**What is expected**.
Copy the records from the beginning through the line containing "left=380, top=213, right=411, bottom=252", substituting "line breaks" for every "newlines" and changing nothing else.

**Source material**.
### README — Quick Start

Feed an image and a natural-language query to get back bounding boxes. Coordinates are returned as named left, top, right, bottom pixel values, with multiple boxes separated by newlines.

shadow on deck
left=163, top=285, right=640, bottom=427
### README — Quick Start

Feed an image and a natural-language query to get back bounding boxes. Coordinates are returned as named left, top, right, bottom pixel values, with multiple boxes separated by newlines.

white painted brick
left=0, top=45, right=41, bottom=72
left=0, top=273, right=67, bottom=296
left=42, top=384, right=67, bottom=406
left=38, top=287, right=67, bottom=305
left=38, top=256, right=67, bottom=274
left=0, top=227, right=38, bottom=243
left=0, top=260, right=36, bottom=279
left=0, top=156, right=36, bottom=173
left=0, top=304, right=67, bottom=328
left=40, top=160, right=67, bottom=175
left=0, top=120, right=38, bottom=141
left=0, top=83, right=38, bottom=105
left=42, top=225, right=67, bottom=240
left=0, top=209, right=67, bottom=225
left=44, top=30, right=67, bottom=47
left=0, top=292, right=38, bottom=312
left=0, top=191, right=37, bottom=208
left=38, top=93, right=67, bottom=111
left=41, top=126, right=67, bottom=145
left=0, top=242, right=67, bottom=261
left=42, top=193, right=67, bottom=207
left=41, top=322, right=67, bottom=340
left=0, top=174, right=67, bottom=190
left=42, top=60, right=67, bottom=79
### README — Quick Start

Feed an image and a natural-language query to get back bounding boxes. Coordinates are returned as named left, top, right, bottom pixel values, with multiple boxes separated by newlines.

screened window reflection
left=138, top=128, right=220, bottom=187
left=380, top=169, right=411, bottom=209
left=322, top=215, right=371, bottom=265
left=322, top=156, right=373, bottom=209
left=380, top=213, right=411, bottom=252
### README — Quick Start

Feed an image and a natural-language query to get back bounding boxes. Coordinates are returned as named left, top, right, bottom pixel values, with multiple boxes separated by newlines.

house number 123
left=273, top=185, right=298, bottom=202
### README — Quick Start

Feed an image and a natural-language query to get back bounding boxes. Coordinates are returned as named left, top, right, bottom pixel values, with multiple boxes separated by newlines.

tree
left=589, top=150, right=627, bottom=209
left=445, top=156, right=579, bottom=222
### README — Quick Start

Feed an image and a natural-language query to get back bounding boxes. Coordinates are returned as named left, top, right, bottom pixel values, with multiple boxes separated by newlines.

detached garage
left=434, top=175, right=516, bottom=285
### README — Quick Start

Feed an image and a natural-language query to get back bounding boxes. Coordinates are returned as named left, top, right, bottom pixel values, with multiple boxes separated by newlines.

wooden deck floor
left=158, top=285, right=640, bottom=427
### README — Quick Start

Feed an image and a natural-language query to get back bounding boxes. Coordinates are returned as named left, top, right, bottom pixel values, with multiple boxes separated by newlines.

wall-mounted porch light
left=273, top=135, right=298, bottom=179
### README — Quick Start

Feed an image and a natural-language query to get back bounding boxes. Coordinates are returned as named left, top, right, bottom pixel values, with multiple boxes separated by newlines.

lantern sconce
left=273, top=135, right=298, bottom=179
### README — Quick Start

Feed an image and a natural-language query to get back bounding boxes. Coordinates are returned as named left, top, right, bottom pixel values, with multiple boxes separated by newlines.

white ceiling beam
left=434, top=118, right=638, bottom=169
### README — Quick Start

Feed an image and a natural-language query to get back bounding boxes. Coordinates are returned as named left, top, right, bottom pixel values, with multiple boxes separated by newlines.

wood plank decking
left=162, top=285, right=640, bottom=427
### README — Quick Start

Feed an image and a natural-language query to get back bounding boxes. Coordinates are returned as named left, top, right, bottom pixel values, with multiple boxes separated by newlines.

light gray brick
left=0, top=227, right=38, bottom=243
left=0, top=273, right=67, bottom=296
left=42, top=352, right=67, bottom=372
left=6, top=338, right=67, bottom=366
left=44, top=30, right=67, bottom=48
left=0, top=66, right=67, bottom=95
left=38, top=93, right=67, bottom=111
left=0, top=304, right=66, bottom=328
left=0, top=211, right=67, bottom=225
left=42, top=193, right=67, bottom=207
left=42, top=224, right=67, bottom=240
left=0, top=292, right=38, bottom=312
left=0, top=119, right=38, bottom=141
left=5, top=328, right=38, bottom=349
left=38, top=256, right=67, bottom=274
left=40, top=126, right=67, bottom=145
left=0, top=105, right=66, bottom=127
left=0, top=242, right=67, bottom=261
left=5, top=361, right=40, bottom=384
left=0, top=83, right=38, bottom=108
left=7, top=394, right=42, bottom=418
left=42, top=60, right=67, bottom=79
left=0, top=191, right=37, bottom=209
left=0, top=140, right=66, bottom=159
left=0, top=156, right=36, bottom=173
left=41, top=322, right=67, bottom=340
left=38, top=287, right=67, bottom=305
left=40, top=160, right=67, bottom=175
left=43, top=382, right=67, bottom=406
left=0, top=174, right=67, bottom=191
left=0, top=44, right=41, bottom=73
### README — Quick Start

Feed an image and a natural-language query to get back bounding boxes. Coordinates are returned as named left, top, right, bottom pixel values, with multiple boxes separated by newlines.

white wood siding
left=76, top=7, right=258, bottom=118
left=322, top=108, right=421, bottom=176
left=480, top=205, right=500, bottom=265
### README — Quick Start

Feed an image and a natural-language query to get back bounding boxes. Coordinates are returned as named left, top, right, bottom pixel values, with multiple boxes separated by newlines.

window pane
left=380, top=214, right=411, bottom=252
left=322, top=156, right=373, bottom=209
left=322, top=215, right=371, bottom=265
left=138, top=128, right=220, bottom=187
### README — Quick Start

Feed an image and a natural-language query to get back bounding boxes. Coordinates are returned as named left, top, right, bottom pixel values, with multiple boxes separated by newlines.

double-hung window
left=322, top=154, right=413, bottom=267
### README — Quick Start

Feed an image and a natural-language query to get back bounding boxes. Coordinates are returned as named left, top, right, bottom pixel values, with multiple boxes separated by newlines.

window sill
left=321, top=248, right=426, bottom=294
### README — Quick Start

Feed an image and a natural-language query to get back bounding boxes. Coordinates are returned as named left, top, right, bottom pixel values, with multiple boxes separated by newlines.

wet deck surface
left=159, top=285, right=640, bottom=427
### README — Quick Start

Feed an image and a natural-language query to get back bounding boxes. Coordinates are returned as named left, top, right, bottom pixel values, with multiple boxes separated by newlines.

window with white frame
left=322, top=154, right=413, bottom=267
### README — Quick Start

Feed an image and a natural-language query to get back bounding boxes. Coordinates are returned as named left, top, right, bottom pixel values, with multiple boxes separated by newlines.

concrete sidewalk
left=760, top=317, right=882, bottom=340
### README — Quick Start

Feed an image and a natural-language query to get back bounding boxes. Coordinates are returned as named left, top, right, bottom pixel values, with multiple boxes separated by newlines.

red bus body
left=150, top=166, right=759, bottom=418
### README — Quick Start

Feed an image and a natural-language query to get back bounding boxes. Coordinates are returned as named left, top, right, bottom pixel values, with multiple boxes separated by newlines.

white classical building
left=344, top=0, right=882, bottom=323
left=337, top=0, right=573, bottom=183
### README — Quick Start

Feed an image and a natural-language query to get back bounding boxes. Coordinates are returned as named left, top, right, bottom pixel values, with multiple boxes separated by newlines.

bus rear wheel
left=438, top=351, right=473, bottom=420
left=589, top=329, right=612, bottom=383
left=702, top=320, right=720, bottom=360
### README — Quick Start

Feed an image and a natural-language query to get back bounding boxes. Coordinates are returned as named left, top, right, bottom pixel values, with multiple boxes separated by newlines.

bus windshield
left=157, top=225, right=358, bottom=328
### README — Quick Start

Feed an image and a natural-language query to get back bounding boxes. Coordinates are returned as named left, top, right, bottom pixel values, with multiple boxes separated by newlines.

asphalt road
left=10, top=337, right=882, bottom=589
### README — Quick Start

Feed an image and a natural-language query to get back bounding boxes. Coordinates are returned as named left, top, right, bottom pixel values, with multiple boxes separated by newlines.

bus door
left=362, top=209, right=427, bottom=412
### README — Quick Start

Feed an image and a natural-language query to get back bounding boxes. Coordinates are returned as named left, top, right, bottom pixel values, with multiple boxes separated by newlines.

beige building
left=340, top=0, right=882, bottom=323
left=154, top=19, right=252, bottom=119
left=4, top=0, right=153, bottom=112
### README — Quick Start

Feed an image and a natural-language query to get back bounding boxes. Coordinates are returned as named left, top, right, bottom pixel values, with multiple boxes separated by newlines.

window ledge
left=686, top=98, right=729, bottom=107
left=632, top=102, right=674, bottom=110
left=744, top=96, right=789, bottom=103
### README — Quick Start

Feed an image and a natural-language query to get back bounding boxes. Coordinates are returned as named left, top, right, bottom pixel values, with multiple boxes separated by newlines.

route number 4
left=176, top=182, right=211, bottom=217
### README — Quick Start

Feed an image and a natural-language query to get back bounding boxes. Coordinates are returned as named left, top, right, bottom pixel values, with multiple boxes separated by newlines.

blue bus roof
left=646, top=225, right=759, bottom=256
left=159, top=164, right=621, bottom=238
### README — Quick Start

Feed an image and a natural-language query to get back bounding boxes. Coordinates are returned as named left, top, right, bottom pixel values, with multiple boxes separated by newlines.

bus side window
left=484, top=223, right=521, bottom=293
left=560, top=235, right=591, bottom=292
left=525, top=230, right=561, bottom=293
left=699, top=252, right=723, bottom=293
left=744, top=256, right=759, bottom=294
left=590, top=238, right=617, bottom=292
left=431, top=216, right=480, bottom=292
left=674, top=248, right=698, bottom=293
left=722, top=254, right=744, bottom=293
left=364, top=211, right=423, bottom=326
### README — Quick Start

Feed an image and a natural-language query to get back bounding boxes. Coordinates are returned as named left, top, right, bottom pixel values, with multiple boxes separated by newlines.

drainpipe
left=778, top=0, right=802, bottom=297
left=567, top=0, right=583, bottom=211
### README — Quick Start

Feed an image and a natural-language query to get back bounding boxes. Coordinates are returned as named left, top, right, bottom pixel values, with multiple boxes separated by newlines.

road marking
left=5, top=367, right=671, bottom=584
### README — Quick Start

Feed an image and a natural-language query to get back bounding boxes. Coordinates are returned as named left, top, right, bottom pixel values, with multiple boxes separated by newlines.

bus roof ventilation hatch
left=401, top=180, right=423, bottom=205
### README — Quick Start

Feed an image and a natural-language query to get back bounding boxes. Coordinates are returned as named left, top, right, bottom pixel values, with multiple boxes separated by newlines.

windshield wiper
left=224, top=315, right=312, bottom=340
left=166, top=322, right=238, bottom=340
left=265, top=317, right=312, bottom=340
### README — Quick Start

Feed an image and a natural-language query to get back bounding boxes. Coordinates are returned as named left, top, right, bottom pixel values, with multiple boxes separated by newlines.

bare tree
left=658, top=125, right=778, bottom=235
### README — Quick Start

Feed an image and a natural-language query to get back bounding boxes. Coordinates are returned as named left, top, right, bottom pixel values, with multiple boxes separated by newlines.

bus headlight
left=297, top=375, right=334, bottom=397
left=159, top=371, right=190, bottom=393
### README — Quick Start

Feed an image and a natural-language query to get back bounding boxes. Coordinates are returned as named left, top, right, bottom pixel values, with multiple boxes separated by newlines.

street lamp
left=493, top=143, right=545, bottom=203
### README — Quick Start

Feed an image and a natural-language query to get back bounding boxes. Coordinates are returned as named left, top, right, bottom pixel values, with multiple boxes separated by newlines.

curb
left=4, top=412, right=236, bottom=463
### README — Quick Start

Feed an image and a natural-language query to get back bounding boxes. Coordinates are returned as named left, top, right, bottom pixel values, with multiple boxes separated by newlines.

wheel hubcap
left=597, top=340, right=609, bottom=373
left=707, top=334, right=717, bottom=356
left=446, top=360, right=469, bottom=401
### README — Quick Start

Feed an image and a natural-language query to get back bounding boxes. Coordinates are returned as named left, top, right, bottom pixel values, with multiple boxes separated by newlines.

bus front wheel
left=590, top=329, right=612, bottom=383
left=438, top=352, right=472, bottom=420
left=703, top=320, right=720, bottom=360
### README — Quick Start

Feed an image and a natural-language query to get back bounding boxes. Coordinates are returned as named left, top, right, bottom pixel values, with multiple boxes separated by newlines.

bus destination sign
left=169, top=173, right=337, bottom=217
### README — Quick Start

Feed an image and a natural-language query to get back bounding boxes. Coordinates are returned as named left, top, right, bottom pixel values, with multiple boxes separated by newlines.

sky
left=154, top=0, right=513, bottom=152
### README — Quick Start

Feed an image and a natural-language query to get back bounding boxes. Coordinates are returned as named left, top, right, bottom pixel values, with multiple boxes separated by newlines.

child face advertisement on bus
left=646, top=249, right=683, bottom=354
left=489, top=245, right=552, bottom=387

**Written reply**.
### README — Quick Start

Feed an image and a natural-language query to get back bounding boxes. Coordinates are returned as named left, top, right, bottom pixel values, with multiple boxes separated by line breaks.

shadow on deck
left=163, top=285, right=640, bottom=427
### README — Quick Start

Feed an image and a natural-language query to get back bounding boxes. Coordinates are returned as named left, top, right, bottom pixel values, with multiple boxes separated by line breaks.

white painted brick
left=0, top=45, right=41, bottom=72
left=0, top=273, right=67, bottom=296
left=42, top=384, right=67, bottom=406
left=38, top=287, right=67, bottom=305
left=38, top=256, right=67, bottom=274
left=0, top=227, right=38, bottom=243
left=0, top=260, right=36, bottom=279
left=0, top=156, right=36, bottom=173
left=0, top=304, right=67, bottom=328
left=40, top=160, right=67, bottom=175
left=0, top=120, right=38, bottom=141
left=0, top=83, right=38, bottom=105
left=42, top=225, right=67, bottom=240
left=0, top=209, right=67, bottom=225
left=44, top=30, right=67, bottom=47
left=0, top=292, right=38, bottom=312
left=0, top=191, right=37, bottom=208
left=38, top=93, right=67, bottom=111
left=41, top=126, right=67, bottom=145
left=0, top=242, right=67, bottom=261
left=42, top=193, right=67, bottom=207
left=41, top=322, right=67, bottom=340
left=0, top=174, right=67, bottom=190
left=42, top=60, right=67, bottom=79
### README — Quick Start

Feed an image and a natural-language query to get back bounding boxes. Coordinates are returned as named left, top, right, bottom pixel values, with multiple boxes separated by line breaks.

screened window reflection
left=138, top=128, right=220, bottom=187
left=380, top=169, right=411, bottom=209
left=322, top=215, right=371, bottom=265
left=322, top=156, right=373, bottom=209
left=380, top=213, right=411, bottom=252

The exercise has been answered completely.